Goal of the exercise: Retype everything in the listing, leaving each line exactly as it is.

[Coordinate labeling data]
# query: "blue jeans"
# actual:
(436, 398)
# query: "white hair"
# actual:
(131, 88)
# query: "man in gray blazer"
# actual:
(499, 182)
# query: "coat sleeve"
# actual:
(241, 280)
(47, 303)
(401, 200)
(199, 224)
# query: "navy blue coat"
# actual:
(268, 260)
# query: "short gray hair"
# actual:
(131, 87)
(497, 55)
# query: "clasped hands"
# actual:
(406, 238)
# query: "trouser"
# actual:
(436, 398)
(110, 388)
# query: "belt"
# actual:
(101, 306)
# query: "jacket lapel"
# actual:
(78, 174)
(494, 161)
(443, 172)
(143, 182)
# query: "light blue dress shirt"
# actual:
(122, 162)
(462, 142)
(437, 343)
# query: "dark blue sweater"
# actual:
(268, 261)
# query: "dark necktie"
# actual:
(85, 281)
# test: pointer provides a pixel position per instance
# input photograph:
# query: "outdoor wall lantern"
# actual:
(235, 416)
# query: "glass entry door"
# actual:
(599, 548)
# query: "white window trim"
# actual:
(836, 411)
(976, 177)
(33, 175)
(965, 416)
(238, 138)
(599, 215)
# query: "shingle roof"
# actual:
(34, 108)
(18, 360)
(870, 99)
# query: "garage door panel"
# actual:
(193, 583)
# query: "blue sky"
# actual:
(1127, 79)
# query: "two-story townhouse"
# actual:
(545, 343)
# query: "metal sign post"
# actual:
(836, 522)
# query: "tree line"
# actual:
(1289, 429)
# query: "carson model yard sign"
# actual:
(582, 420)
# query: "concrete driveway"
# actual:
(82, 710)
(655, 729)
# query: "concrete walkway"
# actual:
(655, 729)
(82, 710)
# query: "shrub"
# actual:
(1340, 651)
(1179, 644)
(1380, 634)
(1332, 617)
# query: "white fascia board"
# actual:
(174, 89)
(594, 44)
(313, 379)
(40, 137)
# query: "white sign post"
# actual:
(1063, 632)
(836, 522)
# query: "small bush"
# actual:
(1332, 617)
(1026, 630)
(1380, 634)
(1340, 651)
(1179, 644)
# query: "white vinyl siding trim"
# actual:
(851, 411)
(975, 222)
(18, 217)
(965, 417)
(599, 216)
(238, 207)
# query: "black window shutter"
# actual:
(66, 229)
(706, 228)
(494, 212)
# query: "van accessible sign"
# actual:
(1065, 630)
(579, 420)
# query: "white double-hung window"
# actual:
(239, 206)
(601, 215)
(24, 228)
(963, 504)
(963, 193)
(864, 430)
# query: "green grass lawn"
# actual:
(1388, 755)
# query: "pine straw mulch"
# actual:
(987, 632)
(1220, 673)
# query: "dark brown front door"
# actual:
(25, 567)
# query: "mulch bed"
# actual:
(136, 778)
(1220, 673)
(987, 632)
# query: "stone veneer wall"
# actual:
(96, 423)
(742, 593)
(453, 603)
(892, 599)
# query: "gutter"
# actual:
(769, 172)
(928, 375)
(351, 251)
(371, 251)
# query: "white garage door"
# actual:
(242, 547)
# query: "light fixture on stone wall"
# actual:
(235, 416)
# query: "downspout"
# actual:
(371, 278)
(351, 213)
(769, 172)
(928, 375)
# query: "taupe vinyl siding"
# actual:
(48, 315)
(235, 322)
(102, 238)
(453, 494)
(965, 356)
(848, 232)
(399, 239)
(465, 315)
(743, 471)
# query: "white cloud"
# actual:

Full response:
# query: "blue jeans"
# actual:
(436, 398)
# query: "white hair"
# actual:
(131, 88)
# query: "man in gray blazer"
# actual:
(499, 182)
# query: "coat sleeve"
# actual:
(241, 280)
(47, 303)
(401, 200)
(199, 224)
# query: "navy blue coat"
# actual:
(268, 260)
# query: "short gray hair"
# actual:
(131, 87)
(497, 55)
# query: "clasped hands"
# actual:
(406, 238)
# query: "trouser"
# actual:
(436, 398)
(110, 388)
# query: "belt"
# actual:
(101, 306)
# query: "jacket lapel"
# actual:
(78, 174)
(494, 161)
(443, 172)
(143, 182)
# query: "light blue dress shirt"
# actual:
(122, 162)
(462, 142)
(437, 343)
# query: "dark blue sweater"
# actual:
(268, 261)
# query: "dark necktie"
# actual:
(85, 281)
# test: pointer provides a pixel position per instance
# input photograph:
# query: "outdoor wall lantern"
# actual:
(235, 416)
# query: "glass entry door"
# actual:
(599, 548)
# query: "white window trim"
# actual:
(836, 411)
(976, 177)
(33, 175)
(965, 416)
(238, 138)
(599, 215)
# query: "shingle roof"
# actual:
(34, 108)
(18, 360)
(870, 99)
# query: "garage door panel"
# actual:
(193, 583)
# query: "blue sky"
# actual:
(1127, 79)
# query: "two-story townhouse"
# actual:
(545, 343)
# query: "metal sign post"
# actual:
(836, 522)
# query: "tree line"
# actual:
(1289, 429)
# query: "carson model yard sign"
# actual:
(582, 420)
# query: "concrete driveway"
# actual:
(82, 710)
(655, 729)
# query: "concrete walkway"
# actual:
(655, 729)
(82, 710)
# query: "shrub"
# actual:
(1340, 651)
(1179, 644)
(1380, 634)
(1332, 617)
# query: "white fascia board"
# actual:
(174, 89)
(594, 44)
(313, 379)
(40, 137)
# query: "white sign post"
# actual:
(1063, 632)
(836, 522)
# query: "small bush"
# actual:
(1332, 617)
(1026, 630)
(1380, 634)
(1340, 651)
(1179, 644)
# query: "white vinyl siding trim"
# actual:
(851, 411)
(975, 222)
(18, 217)
(965, 417)
(599, 216)
(238, 207)
# query: "black window shutter"
# actual:
(66, 229)
(706, 228)
(494, 212)
# query: "van accessible sign"
# actual:
(1065, 630)
(579, 420)
# query: "white double-hung window"
# actual:
(239, 206)
(601, 215)
(24, 228)
(963, 504)
(963, 193)
(864, 430)
# query: "green grass lawn"
# actual:
(1388, 755)
# query: "pine straw mulch"
# actual:
(987, 632)
(1220, 673)
# query: "dark brown front door"
# actual:
(25, 567)
# query: "mulch bed"
# actual:
(136, 778)
(1220, 673)
(987, 632)
# query: "stone veneer wall"
# actual:
(96, 423)
(742, 593)
(453, 603)
(892, 599)
# query: "gutter"
# actual:
(769, 172)
(928, 375)
(351, 251)
(371, 251)
# query: "white garage door"
# actual:
(242, 547)
# query: "light fixture on stone wall"
# actual:
(235, 416)
# query: "downspout"
# actual:
(371, 278)
(351, 213)
(769, 172)
(928, 375)
# query: "taupe vinyl siding"
# actual:
(48, 315)
(235, 322)
(102, 238)
(453, 494)
(965, 356)
(848, 232)
(399, 239)
(465, 315)
(743, 471)
# query: "white cloud"
# actual:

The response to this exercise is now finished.